Work request ::
Restate each entry word for word, leaving nothing out.

Data items:
BEGIN
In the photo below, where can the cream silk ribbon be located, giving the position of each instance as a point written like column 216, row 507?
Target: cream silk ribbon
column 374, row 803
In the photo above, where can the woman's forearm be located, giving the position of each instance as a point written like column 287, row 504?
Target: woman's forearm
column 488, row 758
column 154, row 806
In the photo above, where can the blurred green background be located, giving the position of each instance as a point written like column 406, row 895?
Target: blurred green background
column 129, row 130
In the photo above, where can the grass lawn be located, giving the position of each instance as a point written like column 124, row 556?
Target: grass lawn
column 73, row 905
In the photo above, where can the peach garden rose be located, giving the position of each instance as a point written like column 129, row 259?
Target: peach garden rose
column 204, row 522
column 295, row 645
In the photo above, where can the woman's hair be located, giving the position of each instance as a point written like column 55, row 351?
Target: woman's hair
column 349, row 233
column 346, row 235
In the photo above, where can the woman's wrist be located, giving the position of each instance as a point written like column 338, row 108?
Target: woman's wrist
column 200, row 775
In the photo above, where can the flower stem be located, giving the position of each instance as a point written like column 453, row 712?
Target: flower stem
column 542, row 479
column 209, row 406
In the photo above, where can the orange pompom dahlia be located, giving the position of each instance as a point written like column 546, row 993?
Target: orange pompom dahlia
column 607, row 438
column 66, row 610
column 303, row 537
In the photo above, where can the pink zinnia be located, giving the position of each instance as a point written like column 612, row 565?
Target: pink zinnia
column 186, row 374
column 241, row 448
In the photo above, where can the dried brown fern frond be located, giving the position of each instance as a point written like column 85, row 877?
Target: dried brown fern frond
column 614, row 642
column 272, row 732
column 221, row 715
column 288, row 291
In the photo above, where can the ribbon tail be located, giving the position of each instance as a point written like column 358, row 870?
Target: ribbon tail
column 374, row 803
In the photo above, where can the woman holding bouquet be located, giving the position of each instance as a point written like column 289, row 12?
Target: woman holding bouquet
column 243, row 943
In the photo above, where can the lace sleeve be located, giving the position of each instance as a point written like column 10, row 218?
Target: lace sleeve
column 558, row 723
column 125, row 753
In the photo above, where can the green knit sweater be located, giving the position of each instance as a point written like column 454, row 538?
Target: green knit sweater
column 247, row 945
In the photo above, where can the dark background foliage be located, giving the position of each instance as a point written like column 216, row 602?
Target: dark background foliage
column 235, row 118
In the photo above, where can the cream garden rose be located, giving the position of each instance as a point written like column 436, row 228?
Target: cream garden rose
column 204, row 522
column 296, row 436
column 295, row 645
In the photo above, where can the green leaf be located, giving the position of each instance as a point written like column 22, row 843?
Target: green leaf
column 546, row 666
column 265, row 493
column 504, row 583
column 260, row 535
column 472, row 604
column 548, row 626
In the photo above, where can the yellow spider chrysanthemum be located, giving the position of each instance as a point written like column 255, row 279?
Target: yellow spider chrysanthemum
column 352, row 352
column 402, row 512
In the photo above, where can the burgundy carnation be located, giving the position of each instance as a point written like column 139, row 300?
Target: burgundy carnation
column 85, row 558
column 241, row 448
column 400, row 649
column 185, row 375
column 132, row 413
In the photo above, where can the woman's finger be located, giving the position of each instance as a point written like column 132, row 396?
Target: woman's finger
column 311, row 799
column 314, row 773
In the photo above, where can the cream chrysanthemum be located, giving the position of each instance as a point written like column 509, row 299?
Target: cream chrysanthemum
END
Result of this exercise ::
In the photo below, where can the cream silk ribbon be located, giving the position of each instance as a point written like column 216, row 507?
Target: cream silk ribbon
column 374, row 803
In the photo above, where can the woman's forearm be located, giving the position of each instance as a point written like column 287, row 504?
Target: woman's forearm
column 488, row 758
column 154, row 806
In the photo above, where can the blurred green background be located, giving the position of each instance as a point written like column 406, row 895?
Target: blurred green background
column 129, row 130
In the photo above, where can the grass lawn be located, giving the position of each instance as a point written like column 124, row 556?
Target: grass lawn
column 73, row 905
In the photo above, where can the peach garden rose be located, giving the position of each instance as a point written like column 129, row 259?
Target: peach garden rose
column 204, row 522
column 295, row 645
In the photo above, where can the woman's hair be located, giving the position of each instance as a point written like column 55, row 351?
Target: woman's hair
column 349, row 233
column 346, row 235
In the photo above, where can the woman's wrist be located, giving the position of each instance as a point written like column 338, row 108?
Target: woman's wrist
column 200, row 775
In the photo above, where can the flower stem be located, giving the position of each instance as a point written like column 453, row 712?
Target: flower stem
column 542, row 479
column 209, row 406
In the photo above, where can the orange pompom dahlia be located, giving the position of each instance as a point written like column 546, row 993?
Target: orange pompom dahlia
column 607, row 438
column 66, row 610
column 303, row 537
In the photo above, where can the pink zinnia be located, giving the position of each instance as a point written like column 612, row 565?
Target: pink zinnia
column 186, row 374
column 241, row 448
In the photo above, where can the dried brown fern frond be located, giving the position of each instance as a point written like column 85, row 877?
Target: dried brown fern frond
column 614, row 642
column 272, row 732
column 221, row 715
column 288, row 291
In the photo above, where can the ribbon tail be located, giving the position of each instance as a point written like column 358, row 870?
Target: ribbon tail
column 374, row 803
In the photo above, where can the woman holding bouquet be located, giving the position of each instance as a point written like column 289, row 12?
Target: woman holding bouquet
column 243, row 943
In the photo above, where can the lace sleeve be located, giving the position of each instance as a point written like column 10, row 218?
Target: lace sleeve
column 558, row 723
column 125, row 753
In the photo above, where can the green knit sweater be located, giving the position of each instance as a point written like column 454, row 538?
Target: green knit sweater
column 247, row 945
In the photo above, where can the dark background foliage be located, giving the position of each instance as a point written like column 216, row 602?
Target: dark background foliage
column 235, row 118
In the photo above, where can the cream garden rose be located, giving the position of each instance as a point written like column 436, row 228?
Target: cream garden rose
column 204, row 522
column 296, row 436
column 295, row 645
In the photo above, where can the green leaf be located, giving the position of each instance as a point written like column 22, row 843?
Target: green leaf
column 546, row 666
column 265, row 493
column 504, row 583
column 260, row 535
column 472, row 604
column 548, row 626
In the photo above, where can the yellow spider chrysanthemum be located, giving the position of each instance as a point written like column 255, row 279?
Target: yellow spider chrysanthemum
column 352, row 352
column 402, row 512
In the photo above, where can the burgundy carnation be located, giving the position of each instance as a point written like column 139, row 300?
Target: burgundy carnation
column 85, row 558
column 241, row 448
column 400, row 649
column 185, row 375
column 132, row 413
In the photo above, where can the woman's finger be located, giving the position of each instance as a point written like column 132, row 396?
Target: woman's finger
column 311, row 799
column 314, row 773
In the photo above, where can the cream chrysanthemum be located, giving the position of each instance as a point written like column 509, row 299?
Target: cream chrysanthemum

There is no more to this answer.